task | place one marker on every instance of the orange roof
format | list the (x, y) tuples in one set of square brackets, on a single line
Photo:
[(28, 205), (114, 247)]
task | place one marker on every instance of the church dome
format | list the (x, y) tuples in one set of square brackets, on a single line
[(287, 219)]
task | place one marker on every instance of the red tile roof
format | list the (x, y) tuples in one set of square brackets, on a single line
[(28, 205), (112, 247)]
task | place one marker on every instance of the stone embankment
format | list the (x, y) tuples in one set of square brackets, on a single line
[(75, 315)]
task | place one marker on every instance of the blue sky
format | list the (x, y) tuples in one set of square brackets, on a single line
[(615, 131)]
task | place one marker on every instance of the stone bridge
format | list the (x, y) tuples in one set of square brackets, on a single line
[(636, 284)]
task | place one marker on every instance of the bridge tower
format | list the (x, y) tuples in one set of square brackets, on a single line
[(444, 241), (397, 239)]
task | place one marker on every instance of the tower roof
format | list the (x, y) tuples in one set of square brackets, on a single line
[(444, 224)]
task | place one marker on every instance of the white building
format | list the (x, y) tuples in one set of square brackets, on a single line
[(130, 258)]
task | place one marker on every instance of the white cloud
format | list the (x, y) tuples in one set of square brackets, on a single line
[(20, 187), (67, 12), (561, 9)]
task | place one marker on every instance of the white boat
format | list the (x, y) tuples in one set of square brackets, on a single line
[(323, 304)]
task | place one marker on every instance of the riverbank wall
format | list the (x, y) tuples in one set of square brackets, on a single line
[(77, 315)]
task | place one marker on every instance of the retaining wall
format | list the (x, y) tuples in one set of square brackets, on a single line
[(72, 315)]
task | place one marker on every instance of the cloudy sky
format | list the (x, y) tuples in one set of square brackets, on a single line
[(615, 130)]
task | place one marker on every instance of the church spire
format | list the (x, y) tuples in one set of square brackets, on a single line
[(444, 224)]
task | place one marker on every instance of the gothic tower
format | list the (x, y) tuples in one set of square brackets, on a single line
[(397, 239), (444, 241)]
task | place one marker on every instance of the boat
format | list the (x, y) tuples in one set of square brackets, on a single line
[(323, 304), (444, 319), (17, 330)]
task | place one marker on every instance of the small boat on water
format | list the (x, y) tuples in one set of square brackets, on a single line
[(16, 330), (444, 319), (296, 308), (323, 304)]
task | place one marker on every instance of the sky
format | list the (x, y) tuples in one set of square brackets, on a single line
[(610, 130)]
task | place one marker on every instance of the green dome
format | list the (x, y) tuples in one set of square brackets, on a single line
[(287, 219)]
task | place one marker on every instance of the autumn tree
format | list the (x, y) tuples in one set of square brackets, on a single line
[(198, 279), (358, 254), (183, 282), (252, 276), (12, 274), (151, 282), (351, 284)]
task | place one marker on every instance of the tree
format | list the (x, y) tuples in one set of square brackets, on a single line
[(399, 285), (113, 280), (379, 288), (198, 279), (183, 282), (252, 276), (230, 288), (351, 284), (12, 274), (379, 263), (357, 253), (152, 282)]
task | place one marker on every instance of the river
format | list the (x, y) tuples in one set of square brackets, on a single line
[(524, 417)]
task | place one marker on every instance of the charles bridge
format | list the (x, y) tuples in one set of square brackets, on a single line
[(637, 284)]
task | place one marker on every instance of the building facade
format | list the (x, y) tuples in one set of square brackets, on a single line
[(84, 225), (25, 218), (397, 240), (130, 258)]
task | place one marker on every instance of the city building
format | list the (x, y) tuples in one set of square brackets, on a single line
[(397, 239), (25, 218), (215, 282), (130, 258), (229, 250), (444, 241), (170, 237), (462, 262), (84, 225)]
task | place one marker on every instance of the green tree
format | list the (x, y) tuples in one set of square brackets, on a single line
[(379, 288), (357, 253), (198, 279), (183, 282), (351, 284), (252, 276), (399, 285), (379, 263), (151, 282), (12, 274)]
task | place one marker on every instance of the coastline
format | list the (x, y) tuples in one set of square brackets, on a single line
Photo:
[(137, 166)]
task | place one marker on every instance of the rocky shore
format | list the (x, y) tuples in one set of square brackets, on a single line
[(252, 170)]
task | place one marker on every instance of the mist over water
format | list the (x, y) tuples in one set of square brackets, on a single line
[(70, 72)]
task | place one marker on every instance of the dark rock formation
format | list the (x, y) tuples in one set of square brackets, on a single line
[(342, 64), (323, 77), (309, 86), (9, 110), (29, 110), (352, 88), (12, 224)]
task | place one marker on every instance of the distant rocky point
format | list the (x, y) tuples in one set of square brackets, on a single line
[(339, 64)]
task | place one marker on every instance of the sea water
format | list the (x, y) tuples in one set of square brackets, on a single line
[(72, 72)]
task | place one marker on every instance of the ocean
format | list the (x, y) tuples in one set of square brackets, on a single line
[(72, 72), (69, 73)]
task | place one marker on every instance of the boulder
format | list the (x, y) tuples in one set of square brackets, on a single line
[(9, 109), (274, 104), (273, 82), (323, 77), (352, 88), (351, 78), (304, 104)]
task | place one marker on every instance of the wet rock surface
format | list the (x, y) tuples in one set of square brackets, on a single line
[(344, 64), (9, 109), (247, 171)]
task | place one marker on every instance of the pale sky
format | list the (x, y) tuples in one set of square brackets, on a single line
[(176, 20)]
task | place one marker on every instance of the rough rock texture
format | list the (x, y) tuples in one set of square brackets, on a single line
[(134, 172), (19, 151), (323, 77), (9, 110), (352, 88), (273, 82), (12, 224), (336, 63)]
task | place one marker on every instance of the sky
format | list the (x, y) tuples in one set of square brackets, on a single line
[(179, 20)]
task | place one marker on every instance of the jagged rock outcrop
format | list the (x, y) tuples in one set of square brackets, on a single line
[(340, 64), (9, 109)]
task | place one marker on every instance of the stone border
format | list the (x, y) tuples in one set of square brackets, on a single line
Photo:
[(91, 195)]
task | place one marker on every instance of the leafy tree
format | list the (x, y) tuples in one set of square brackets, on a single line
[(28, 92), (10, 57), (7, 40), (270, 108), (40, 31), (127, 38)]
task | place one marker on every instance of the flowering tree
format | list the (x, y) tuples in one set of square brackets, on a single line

* * * *

(Work item):
Would you print all of the records exactly as they were given?

(Problem solution):
task | place one marker on every instance of the orange roof
format | list the (x, y) tuples in one set of square brackets, on a single line
Photo:
[(28, 205), (114, 247)]
task | place one marker on every instance of the church dome
format | list the (x, y) tuples in one set of square brackets, on a single line
[(287, 219)]
task | place one marker on every instance of the red tile roof
format | list the (x, y) tuples in one set of square brackets, on a single line
[(28, 205), (112, 247)]
task | place one marker on every instance of the stone embankment
format | list the (x, y) tuples in one set of square brackets, on a single line
[(75, 315)]
task | place one marker on every instance of the blue sky
format | list the (x, y) tuples in one set of square brackets, on a single line
[(615, 131)]
task | place one marker on every instance of the stone bridge
format | list the (x, y) tuples in one set of square brackets, on a single line
[(636, 284)]
task | place one marker on every instance of the bridge tower
format | list the (x, y) tuples in one set of square brackets, on a single line
[(444, 241), (397, 239)]
task | place one marker on every instance of the tower roof
format | list the (x, y) tuples in one set of square brackets, on a single line
[(444, 224)]
task | place one marker on every instance of the white building
format | list the (x, y) tuples in one set of square brackets, on a single line
[(130, 258)]
task | place one marker on every instance of the white cloud
format | list the (x, y) tuples in one set of square brackets, on a single line
[(20, 187), (67, 12), (561, 9)]
task | place one marker on every instance of the white boat
format | list the (x, y) tuples in one set of square brackets, on a single line
[(323, 304)]
task | place one marker on every instance of the riverbank wall
format | list the (x, y) tuples in one set of square brackets, on a single line
[(77, 315)]
task | place one marker on every instance of the retaining wall
format | list the (x, y) tuples in one set of square brackets, on a single line
[(72, 315)]
task | place one marker on every instance of the cloudy sky
format | list the (x, y) tuples in one set of square brackets, on a single line
[(615, 130)]
task | place one marker on every instance of the church spire
format | list the (x, y) tuples in one set of square brackets, on a single line
[(444, 224)]
task | place one marker on every instance of the gothic tower
format | list the (x, y) tuples in one set of square brackets, on a single line
[(397, 239), (444, 241)]
task | place one marker on every instance of the boat
format | list the (x, y) tuples in one set of square brackets, on a single line
[(323, 304), (444, 319), (17, 330)]
task | place one marker on every instance of the small boat on water
format | list the (x, y) tuples in one set of square brackets, on a single line
[(16, 330), (444, 319), (296, 308), (323, 304)]
task | place one marker on every instance of the sky
format | list the (x, y) tuples in one set of square brackets, on a single line
[(610, 130)]
task | place one marker on every instance of the green dome
format | list the (x, y) tuples in one set of square brackets, on a single line
[(287, 219)]
task | place one marker on every instance of the autumn tree
format | list the (x, y) tuples in one set of square brackets, on a single line
[(198, 279), (358, 254), (183, 282), (252, 276), (12, 274), (151, 282), (351, 284)]
task | place one marker on every instance of the tree
format | list the (x, y) tuples in one set of square brackets, on a single line
[(399, 285), (113, 280), (379, 288), (198, 279), (183, 282), (252, 276), (230, 288), (351, 284), (12, 274), (379, 263), (357, 253), (152, 282)]
task | place one marker on every instance of the river
format | list the (x, y) tuples in one set of square brackets, on a single line
[(524, 417)]
task | place one marker on every instance of the charles bridge
format | list the (x, y) tuples in one set of square brackets, on a single line
[(637, 284)]
task | place one marker on every instance of the building facade
format | list the (x, y) tuples in one set of square brackets, on a single line
[(84, 225), (25, 218), (397, 240), (130, 258)]
task | place one marker on every instance of the city building
format | list the (x, y) tuples in one set of square brackets, on a single line
[(397, 239), (25, 218), (215, 282), (130, 258), (229, 250), (444, 241), (170, 237), (462, 262), (84, 225)]
task | place one marker on every instance of the green tree
format | list the (x, y) tuples in one set of square brackets, on a single line
[(379, 288), (357, 253), (198, 279), (183, 282), (351, 284), (252, 276), (399, 285), (379, 263), (151, 282), (12, 274)]
task | place one marker on every instance of the coastline
format | list the (x, y) tuples in one set of square brackets, on a single line
Photo:
[(137, 166)]
task | place one marker on every instance of the rocky shore
format | list the (x, y) tuples in one set of square brackets, on a single line
[(252, 170)]
task | place one marker on every instance of the mist over water
format | list the (x, y) tuples in one set of square brackets, on a single line
[(70, 72)]
task | place one marker on every instance of the dark rock formation
format | list the (x, y) tuples in one set of square brackets, on a single line
[(342, 64), (323, 77), (309, 86), (9, 110), (29, 110), (352, 88), (12, 224)]
task | place one marker on every instance of the distant rocky point
format | list the (x, y) tuples in one set of square brackets, on a single line
[(339, 64)]
task | place one marker on every instance of the sea water
format | list the (x, y) tuples in one set of square brackets, on a single line
[(72, 72)]
task | place one marker on every instance of the ocean
format | list the (x, y) tuples in one set of square brackets, on a single line
[(72, 72), (69, 73)]
task | place one marker on every instance of the boulder
format | list the (x, y) tuples in one set of square brackets, on a single line
[(9, 109), (274, 104), (273, 82), (323, 77), (352, 88), (351, 78), (304, 104)]
task | place one marker on every instance of the wet rock surface
format | list the (x, y) tuples in one set of square brackets, on a single line
[(344, 64), (9, 109), (247, 171)]
task | place one marker on every instance of the pale sky
format | list the (x, y) tuples in one set of square brackets, on a single line
[(176, 20)]
task | place one marker on every instance of the rough rock texture
format | list the (x, y) tuples in one set of square brackets, on a single line
[(134, 172), (19, 151), (323, 77), (9, 110), (352, 88), (273, 82), (12, 224), (336, 63)]
task | place one marker on every instance of the sky
format | list the (x, y) tuples in one set of square brackets, on a single line
[(179, 20)]
task | place one marker on every instance of the jagged rock outcrop
format | list the (x, y) tuples in one set of square brackets, on a single line
[(340, 64), (9, 109)]
task | place one marker on every instance of the stone border
format | list the (x, y) tuples in one set of square brackets, on a single line
Photo:
[(91, 195)]
task | place one marker on every instance of the leafy tree
format | list the (x, y) tuples in one set of square brackets, on a single line
[(28, 92), (10, 57), (7, 40), (270, 108), (40, 31), (127, 38)]
task | place one marker on every instance of the flowering tree
format | list the (x, y) tuples in one set of square brackets, on a single line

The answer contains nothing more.